▶ **What the task asks**
Reproduce each of the lines below word for word, with every character and line break kept as it is.

## start Exercise material

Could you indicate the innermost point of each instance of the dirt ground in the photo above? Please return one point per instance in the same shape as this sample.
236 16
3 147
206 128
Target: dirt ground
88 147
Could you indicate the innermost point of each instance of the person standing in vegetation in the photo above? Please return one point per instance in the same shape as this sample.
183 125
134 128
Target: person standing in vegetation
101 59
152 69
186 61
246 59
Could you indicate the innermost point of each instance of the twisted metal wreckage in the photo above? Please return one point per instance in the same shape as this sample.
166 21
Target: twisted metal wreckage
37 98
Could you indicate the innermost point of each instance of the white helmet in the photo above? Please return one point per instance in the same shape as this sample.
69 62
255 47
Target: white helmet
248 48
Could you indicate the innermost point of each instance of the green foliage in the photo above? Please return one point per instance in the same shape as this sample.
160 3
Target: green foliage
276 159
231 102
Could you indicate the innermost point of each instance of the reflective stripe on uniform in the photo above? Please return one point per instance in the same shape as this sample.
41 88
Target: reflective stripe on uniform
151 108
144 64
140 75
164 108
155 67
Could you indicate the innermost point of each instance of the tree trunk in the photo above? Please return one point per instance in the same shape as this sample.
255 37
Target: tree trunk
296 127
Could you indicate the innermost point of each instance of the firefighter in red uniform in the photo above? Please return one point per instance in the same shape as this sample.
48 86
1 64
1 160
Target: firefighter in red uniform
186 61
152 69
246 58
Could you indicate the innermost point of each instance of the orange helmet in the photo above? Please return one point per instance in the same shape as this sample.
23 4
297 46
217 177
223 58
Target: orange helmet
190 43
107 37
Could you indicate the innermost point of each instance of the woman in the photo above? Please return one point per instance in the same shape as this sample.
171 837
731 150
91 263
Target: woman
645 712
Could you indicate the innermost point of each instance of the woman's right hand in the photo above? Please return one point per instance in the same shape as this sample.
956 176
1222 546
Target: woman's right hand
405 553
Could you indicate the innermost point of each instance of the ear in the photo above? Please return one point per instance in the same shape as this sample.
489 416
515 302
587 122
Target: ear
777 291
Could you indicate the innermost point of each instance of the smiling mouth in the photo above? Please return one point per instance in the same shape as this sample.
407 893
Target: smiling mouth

## end Exercise material

▶ **The solution**
Could you indicate the innermost point of each instance of the dirt ground in the photo above? Please return one point per instance in the same shape as this sample.
236 16
3 147
206 128
Target: dirt ground
88 147
Could you indicate the innermost point of each instance of the person standing in vegetation in the photo above? Please return one point per instance in the same shape as this sample.
183 125
134 128
Target: person standing in vegetation
101 59
152 69
186 61
246 59
Could you indicate the innermost point of each instance of the twisted metal wreckage in the photo above? Please return one point per instance in the same shape as this sample.
166 21
Target: twisted metal wreckage
37 98
Could you indicate the innermost point of each instance of the white helmet in the photo above? Please return one point per instance in the same shape as this sample.
69 62
255 47
Target: white helmet
248 48
Could you indicate the innermost point of each instance of the green foliage in the photo above? Please return one point per instance in the same shape as this sample.
160 3
Target: green foliage
276 159
231 102
Could you indicate the innermost point of each instance of the reflective stripe on uniform in the photo above? Please return one point per instance in the same shape as this sample.
41 88
Target: reflective stripe on uniform
151 108
144 64
140 75
164 108
155 67
Could you indicate the innermost point of each instance of the tree trunk in the photo above? Please return one point per instance in the same shape as this sample.
255 37
Target: tree trunk
296 127
Could you indicate the innermost point of each instance of the firefighter in red uniform in the photo above? Please return one point per instance in the same shape as this sample.
48 86
1 64
1 160
Target: firefighter in red uniform
186 61
152 69
246 58
Could you indicate the innermost point of each instance of the orange helmet in the photo above? Please return one point per instance in the same shape as this sample.
23 4
297 46
217 177
223 58
Target: orange helmet
190 43
107 37
Could you indicate the innermost point of each instance of the woman in the photo above? Please return one point per instance in the same shape as this sample.
171 837
731 150
91 263
Target: woman
645 712
Could you indicate the innermost point of each instance of the woman's right hand in the photo above? Please return one point per instance in the same shape as this sample.
956 176
1222 546
Target: woman's right hand
405 553
Could you indicate the innermost point of each instance of the ear in the photo above? Please return one point per instance in the same shape as this sample.
489 416
515 302
587 122
Target: ear
777 291
Could you indicate the innermost point of each instance of the smiling mouth in the photo above? Please return one point per instance in the same shape as this sample.
407 893
Target: smiling mouth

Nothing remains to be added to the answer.